## What you have to do
Your answer should be exactly the lines from the one that contains "Could you spot the stone facade" through the final line of the entries below, and nothing else.

··· Material provided ···

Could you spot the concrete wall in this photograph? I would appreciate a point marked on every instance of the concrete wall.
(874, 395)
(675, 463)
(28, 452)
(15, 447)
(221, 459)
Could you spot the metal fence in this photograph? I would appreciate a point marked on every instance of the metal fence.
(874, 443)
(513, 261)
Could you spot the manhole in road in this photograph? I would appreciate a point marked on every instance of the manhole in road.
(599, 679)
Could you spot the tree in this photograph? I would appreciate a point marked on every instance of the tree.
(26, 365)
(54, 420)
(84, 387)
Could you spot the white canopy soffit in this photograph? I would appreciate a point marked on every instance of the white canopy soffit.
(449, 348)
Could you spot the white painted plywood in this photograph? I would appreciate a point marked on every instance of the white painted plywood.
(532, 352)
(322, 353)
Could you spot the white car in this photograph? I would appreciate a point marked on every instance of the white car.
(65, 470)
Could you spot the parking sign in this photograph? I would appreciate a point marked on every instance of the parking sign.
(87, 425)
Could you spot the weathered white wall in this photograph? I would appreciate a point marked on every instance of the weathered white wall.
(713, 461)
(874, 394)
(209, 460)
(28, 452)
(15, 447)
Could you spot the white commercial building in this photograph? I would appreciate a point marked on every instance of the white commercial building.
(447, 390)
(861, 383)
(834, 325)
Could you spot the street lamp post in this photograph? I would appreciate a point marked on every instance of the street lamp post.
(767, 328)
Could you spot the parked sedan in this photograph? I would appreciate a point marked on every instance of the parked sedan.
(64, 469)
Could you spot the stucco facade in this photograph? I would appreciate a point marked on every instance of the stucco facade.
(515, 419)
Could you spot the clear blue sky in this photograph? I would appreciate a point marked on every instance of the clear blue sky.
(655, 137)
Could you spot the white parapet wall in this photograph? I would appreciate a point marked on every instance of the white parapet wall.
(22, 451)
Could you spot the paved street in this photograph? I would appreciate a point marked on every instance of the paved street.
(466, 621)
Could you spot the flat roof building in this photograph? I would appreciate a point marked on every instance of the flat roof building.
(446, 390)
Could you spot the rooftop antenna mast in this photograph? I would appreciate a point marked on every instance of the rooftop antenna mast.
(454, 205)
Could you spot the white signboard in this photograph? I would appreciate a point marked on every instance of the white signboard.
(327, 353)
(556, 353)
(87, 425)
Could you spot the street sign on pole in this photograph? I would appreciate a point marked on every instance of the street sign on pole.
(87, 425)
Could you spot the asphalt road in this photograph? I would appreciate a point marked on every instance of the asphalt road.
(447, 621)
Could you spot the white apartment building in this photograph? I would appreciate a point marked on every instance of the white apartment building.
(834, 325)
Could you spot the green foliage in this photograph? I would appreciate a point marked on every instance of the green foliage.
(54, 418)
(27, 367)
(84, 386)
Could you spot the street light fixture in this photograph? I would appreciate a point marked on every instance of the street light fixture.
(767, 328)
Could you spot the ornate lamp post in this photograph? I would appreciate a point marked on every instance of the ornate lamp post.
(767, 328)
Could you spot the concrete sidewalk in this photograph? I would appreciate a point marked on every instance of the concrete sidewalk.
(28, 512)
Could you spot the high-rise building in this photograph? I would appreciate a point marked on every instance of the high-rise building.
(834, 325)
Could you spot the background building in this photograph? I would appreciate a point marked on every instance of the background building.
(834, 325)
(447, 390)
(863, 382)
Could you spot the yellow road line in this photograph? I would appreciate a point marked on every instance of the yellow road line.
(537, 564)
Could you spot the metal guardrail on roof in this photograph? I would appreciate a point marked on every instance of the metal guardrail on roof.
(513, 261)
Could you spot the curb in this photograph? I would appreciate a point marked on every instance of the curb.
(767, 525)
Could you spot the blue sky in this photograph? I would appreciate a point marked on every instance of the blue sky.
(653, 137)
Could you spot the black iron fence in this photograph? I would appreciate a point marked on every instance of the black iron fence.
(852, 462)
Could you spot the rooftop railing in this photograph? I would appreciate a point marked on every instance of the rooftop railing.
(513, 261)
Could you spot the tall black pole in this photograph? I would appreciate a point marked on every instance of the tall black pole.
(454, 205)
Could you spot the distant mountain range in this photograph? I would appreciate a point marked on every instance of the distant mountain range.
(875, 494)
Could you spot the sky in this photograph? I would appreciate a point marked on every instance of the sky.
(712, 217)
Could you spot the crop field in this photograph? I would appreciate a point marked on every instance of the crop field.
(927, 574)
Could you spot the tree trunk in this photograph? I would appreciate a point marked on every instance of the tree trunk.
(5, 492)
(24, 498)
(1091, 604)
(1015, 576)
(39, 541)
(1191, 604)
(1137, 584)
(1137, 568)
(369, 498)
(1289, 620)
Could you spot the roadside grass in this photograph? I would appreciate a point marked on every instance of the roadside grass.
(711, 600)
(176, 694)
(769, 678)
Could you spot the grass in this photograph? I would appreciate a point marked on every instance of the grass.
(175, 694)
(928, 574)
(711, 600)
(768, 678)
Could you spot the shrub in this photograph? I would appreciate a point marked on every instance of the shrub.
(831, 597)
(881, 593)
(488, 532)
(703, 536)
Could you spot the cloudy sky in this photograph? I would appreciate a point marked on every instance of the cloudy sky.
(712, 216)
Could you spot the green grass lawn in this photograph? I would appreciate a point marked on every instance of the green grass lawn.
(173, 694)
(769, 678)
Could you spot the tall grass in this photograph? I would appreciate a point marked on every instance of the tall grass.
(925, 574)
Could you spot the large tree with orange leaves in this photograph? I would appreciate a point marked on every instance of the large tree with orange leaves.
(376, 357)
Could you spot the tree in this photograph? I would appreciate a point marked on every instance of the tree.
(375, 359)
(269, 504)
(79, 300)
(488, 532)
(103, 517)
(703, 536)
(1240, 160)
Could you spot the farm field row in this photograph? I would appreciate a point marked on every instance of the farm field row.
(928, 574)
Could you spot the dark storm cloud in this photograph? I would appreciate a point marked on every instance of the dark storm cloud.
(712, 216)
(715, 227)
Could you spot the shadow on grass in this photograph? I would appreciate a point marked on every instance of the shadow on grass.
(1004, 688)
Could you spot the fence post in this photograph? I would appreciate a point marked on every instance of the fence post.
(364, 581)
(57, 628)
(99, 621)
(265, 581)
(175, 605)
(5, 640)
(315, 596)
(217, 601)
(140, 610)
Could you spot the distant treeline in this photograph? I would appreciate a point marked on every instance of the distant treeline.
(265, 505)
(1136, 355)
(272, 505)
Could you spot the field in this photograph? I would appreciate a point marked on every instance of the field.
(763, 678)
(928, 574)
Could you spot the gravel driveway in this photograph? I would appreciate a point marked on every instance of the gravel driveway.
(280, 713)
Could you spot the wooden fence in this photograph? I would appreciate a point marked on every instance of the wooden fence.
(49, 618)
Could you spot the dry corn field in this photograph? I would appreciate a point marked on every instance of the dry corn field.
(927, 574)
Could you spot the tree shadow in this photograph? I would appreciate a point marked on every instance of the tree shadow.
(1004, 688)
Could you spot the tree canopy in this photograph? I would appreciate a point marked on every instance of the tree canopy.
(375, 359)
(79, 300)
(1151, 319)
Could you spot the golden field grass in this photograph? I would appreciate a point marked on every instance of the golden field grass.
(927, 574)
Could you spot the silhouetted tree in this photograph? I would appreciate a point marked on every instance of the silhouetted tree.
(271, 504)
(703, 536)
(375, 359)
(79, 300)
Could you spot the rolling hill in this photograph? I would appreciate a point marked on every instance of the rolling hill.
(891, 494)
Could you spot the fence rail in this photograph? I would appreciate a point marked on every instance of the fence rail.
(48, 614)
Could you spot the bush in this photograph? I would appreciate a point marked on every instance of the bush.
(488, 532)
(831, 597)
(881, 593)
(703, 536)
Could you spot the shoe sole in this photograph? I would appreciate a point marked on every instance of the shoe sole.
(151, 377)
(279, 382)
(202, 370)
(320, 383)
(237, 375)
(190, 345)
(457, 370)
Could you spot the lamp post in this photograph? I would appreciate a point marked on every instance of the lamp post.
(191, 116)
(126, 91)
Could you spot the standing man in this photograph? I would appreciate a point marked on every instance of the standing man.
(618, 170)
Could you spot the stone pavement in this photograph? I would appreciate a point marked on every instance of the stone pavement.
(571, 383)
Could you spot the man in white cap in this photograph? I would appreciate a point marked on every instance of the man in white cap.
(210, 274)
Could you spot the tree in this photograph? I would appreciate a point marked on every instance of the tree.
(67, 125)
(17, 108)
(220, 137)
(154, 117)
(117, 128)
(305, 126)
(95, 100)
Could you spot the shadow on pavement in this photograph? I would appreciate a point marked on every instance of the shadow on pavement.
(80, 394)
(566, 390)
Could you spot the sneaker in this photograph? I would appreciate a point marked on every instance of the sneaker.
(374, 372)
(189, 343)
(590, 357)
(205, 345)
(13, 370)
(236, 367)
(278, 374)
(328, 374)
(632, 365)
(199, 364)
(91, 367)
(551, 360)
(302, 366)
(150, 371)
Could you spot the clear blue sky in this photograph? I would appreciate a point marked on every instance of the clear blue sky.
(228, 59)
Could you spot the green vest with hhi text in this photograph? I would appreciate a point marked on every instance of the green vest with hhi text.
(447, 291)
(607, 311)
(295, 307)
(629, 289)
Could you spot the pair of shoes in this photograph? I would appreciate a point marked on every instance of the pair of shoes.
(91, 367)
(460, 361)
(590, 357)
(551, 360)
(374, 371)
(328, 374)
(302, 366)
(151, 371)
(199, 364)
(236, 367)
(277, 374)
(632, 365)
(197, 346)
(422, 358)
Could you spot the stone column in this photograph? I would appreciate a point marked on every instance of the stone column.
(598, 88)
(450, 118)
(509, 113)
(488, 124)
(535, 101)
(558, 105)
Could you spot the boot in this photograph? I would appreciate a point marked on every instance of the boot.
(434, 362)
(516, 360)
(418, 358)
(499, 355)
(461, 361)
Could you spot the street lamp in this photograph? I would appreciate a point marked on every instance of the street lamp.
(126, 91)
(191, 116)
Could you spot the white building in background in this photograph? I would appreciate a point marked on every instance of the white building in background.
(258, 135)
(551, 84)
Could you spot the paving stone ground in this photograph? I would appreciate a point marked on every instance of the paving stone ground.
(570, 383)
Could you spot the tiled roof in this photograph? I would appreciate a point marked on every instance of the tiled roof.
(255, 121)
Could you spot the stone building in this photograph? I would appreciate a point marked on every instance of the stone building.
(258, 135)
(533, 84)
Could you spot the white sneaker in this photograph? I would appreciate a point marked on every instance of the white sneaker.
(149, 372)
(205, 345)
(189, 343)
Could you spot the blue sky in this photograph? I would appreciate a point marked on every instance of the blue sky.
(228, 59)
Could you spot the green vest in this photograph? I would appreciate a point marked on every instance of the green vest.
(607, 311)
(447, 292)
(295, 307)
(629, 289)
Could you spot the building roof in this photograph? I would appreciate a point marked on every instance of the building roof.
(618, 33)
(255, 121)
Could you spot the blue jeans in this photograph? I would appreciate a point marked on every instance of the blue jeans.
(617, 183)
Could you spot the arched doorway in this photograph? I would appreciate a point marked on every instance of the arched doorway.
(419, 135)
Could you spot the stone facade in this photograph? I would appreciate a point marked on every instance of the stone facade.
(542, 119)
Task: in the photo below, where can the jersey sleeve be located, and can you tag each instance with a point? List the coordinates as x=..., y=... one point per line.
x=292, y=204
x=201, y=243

···

## Result of this exercise
Could you spot the stone facade in this photograph? I would appreciate a point marked on every instance of the stone facade.
(542, 119)
Task: in the photo below, where can the jersey sleeve be located, and can you tag each instance with a point? List the coordinates as x=..., y=... one point per line.
x=292, y=204
x=201, y=243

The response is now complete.